Exercise set:
a) Please extract the text of the Daisy screening announcement between "Her mother’s suicide" and "conducted in English.", inclusive.
b) According to the Daisy screening announcement, in which languages is the film narrated?

213 E 82nd St, New York, NY 10028
Organized by the Liszt Institute New York a special screening and panel discussion will take place on September 10, 2024 from 7PM at the Hungarian House of New York featuring filmmaker Catalina Kulczar’s work, titled Daisy.
The panel discussion will be moderated by publicist June Jennings, the panel discussion will include film director Catalina Kulczar and spiritual and community leader, activist and writer Yocheved Sidof.
Narrated in Hungarian, English, and Spanish, Daisy is a 30-minute poetic rumination following the months after the tragedy of Catalina Kulczar in which she lost her mother to suicide. Daisy questions what the meaning of “home” was for her mother, the daughter of Jewish immigrants and an immigrant herself.
Her mother’s suicide also prompted her to explore her family’s Jewish identity and immigration history, stemming from 1940s Hungary, Nazi persecution, and the subsequent communist regime. It also questions how intergenerational trauma has percolated into the present and affected her mother and her and how it will impact future generations.
PROGRAM
- Doors open - 7PM
- Screening - 7:30PM
- Panel discussion - 8PM
TRIGGER WARNING
Daisy deals with suicide, mental health, and intergenerational trauma.
This film is advised only for mature audiences 18+
The event will be conducted in English.

About the creator
Catalina Kulczar
Director, Co-Writer & Producer
Catalina is a Hungarian-Venezuelan award-winning filmmaker and photographer based in New York City. Her oeuvre is courageous, connected and honest, often exploring women’s roles in contemporary society. She has been published in The New York Times and C41, among many other international publications. Catalina has also made portraits of musicians including David Byrne and St. Vincent, artist Shantell Martin, actors Oscar Isaac and Rachel Brosnahan, lawyers fighting for social justice including Sharyn Tenaji, CEO if the National Women’s Law Center Fatima Goss Graves, comedians, social entrepreneurs, typography designers, among many others. Catalina was recently the cinematographer for the short films “Lindsay, Lindsey, Lyndsay” (2022) and “Can Love Hate” (2022). She has two upcoming projects: “Garúa” (Cinematographer and Producer) and “Bola!” (Cinematographer and Producer
About the panel members
Moderator: June Jennings
June Jennings is a publicist for NPR. She previously led audience engagement efforts at The WNET Group for the PBS signature series American Masters. Prior to WNET, June served as the engagement and partnerships manager for the award-winning documentary unit Field of Vision, and as an assistant editor at O, The Oprah Magazine. She was also the host of the filmmaker interview podcast The Doc Exchange: A Real Stories Podcast. She is based in Brooklyn.

Exercise data:
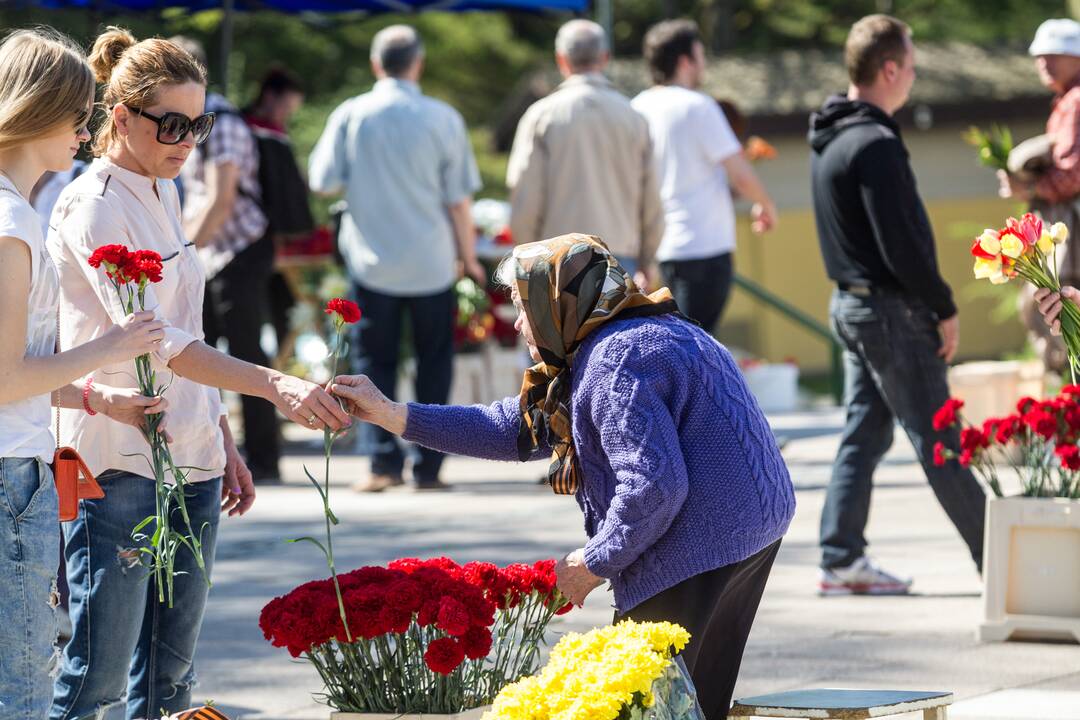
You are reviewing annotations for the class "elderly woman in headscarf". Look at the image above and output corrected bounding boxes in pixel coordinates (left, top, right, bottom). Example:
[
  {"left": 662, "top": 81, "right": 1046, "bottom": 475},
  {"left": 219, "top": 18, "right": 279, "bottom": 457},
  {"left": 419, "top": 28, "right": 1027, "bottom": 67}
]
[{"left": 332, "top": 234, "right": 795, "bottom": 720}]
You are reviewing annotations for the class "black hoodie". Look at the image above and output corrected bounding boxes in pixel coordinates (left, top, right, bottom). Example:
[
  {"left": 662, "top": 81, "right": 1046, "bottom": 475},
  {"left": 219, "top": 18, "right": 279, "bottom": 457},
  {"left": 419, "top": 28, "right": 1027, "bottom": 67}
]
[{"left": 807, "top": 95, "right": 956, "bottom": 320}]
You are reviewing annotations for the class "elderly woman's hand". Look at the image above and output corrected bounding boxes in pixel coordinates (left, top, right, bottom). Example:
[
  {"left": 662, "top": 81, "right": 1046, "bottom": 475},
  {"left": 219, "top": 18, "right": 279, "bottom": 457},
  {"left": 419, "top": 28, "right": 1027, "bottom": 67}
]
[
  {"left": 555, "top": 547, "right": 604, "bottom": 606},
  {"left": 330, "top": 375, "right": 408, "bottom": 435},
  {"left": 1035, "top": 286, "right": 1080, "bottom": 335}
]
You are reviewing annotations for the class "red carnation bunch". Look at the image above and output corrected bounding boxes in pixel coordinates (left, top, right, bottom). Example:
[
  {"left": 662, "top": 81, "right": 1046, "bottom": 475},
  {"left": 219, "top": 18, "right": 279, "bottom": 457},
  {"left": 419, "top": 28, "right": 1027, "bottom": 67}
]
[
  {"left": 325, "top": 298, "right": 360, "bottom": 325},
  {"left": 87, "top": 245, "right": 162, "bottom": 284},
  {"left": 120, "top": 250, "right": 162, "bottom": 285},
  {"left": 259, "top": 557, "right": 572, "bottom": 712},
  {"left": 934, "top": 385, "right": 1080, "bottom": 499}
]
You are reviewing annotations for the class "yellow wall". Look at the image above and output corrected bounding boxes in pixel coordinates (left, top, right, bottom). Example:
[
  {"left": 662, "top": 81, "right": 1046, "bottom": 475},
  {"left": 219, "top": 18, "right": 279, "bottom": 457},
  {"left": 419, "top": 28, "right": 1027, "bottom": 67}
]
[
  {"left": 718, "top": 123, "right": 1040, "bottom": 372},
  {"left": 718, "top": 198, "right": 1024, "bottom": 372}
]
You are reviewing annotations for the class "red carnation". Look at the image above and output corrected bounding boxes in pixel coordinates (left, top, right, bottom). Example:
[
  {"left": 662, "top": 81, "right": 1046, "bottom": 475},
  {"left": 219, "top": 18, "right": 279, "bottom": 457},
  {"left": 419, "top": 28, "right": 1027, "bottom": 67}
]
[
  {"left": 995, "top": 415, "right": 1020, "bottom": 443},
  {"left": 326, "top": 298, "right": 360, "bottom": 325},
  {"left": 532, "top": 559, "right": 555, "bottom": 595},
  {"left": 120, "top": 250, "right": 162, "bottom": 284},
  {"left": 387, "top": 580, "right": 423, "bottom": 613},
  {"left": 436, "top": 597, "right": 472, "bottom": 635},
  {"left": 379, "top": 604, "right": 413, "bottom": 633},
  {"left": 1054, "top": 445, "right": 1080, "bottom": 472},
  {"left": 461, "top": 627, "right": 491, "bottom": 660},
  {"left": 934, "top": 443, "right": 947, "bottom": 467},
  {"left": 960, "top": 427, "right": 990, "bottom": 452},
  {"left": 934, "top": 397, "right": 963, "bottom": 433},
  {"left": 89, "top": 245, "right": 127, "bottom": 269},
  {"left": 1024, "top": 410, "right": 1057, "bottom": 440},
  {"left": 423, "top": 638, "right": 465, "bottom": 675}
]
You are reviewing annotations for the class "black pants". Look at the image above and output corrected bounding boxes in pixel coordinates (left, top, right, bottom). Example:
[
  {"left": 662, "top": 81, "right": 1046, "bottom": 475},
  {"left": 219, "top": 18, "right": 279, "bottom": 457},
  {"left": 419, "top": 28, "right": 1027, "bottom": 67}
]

Results:
a)
Her mother’s suicide also prompted her to explore her family’s Jewish identity and immigration history, stemming from 1940s Hungary, Nazi persecution, and the subsequent communist regime. It also questions how intergenerational trauma has percolated into the present and affected her mother and her and how it will impact future generations.
PROGRAM
- Doors open - 7PM
- Screening - 7:30PM
- Panel discussion - 8PM
TRIGGER WARNING
Daisy deals with suicide, mental health, and intergenerational trauma.
This film is advised only for mature audiences 18+
The event will be conducted in English.

b) Hungarian, English, and Spanish.